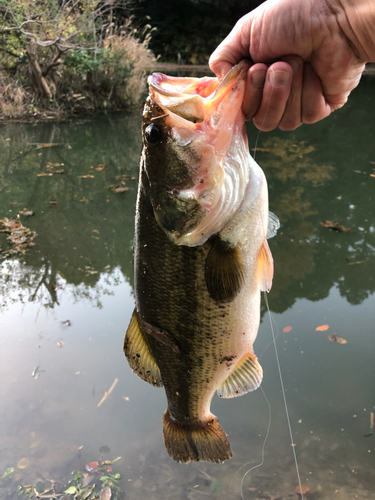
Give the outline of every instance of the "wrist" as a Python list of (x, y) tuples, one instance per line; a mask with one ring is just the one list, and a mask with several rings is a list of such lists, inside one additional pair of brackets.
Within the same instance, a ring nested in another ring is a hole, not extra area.
[(328, 0), (361, 62), (375, 62), (375, 1)]

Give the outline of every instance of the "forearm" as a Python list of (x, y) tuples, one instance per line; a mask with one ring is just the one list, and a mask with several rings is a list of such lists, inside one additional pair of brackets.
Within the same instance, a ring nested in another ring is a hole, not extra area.
[(333, 0), (330, 4), (358, 58), (375, 62), (375, 0)]

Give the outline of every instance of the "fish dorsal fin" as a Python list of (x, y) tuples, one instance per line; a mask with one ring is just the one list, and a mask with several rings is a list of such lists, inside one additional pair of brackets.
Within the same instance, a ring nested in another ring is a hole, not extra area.
[(258, 358), (252, 352), (244, 356), (235, 370), (218, 387), (221, 398), (236, 398), (258, 389), (263, 379), (263, 369)]
[(232, 301), (245, 282), (241, 248), (216, 236), (206, 258), (205, 278), (208, 293), (214, 300)]
[(264, 240), (259, 252), (259, 279), (262, 292), (269, 292), (272, 287), (273, 279), (273, 258), (267, 240)]
[(275, 215), (273, 212), (268, 212), (267, 240), (276, 236), (276, 233), (279, 228), (280, 228), (280, 221), (277, 215)]
[(130, 368), (145, 382), (162, 387), (160, 370), (147, 343), (142, 322), (136, 309), (125, 335), (124, 352)]

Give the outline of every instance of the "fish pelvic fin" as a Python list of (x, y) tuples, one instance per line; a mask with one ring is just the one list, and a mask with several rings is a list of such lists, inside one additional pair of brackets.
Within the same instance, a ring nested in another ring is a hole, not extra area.
[(258, 389), (263, 379), (263, 368), (253, 353), (248, 353), (237, 364), (235, 370), (218, 387), (221, 398), (236, 398)]
[(216, 302), (231, 302), (245, 283), (245, 264), (237, 244), (213, 239), (205, 264), (207, 290)]
[(164, 444), (176, 462), (216, 462), (232, 458), (230, 443), (218, 419), (211, 418), (196, 427), (178, 424), (167, 410), (163, 415)]
[(124, 353), (130, 368), (145, 382), (162, 387), (160, 369), (152, 355), (138, 311), (134, 309), (124, 340)]
[(273, 258), (267, 240), (264, 240), (259, 253), (259, 277), (262, 292), (269, 292), (273, 280)]

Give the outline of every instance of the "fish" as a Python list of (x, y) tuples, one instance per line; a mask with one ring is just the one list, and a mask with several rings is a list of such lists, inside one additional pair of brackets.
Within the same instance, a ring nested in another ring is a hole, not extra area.
[(124, 352), (133, 372), (165, 389), (164, 444), (177, 462), (230, 459), (212, 397), (241, 396), (263, 377), (253, 344), (279, 221), (248, 149), (248, 68), (241, 61), (221, 82), (148, 78)]

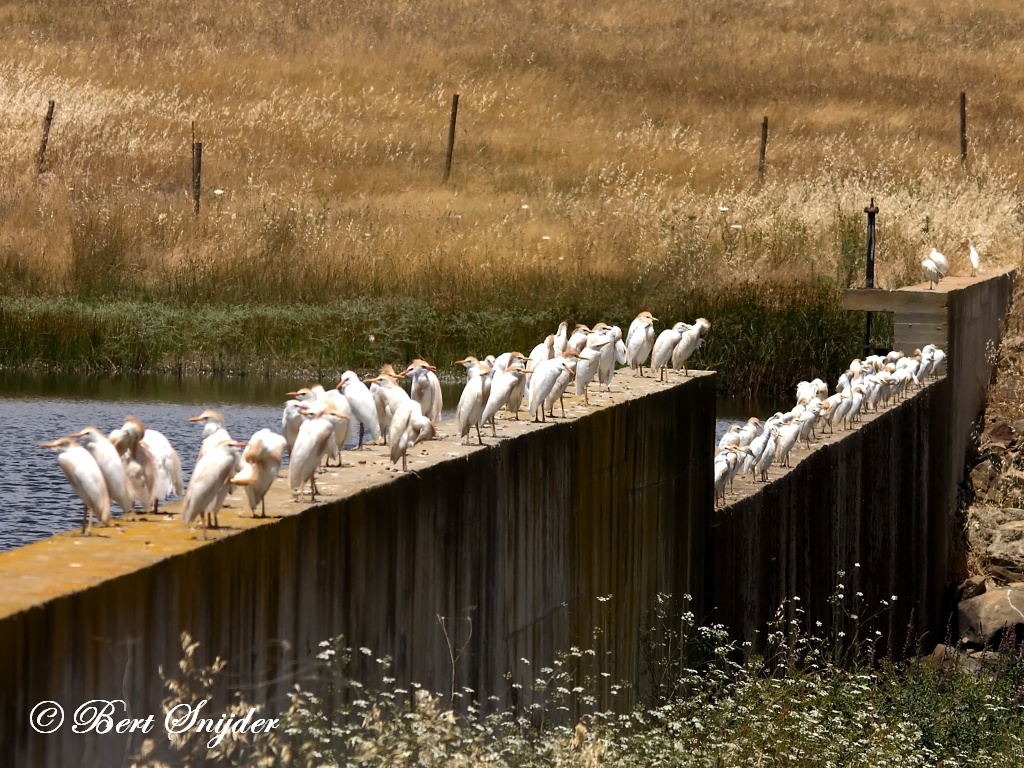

> [Task statement]: Filter the records for the string "list" and copy every line that holds it.

> [Finished exercise]:
Give the outline of every instance of the "wrist" as a Python list of (x, y) tuples, one instance per line; a mask with one ring is just the one list, and a mask with several rings is a list of such lists, inside one additional pair of brackets.
Give the outline of every instance of the "forearm" as a Python list of (x, y) tuples, one instance per line; a mask with one ring is just the one list, and a mask with several rings is a list of such lists, inside one additional pair of brackets.
Give the outline of every instance of the "fish dorsal fin" as a Python list of (x, y) tuples, one instance per line; a mask with one ring is just the one list, and a mask with several rings is a list of such lists, inside one additional pair of brackets.
Give the outline of every instance of the "fish pelvic fin" as a Python list of (x, y) tuples, one instance per line; a mask with one ring is just the one list, and a mask with several rings is a list of such lists, inside one additional pair of brackets.
Give the outline of every instance of the "fish" as a Python list of (x, y) tuples, one instance per line; a mask with one ring is just the one list, and a mask with several rings is a list of such lists, inside one additional pair of brackets.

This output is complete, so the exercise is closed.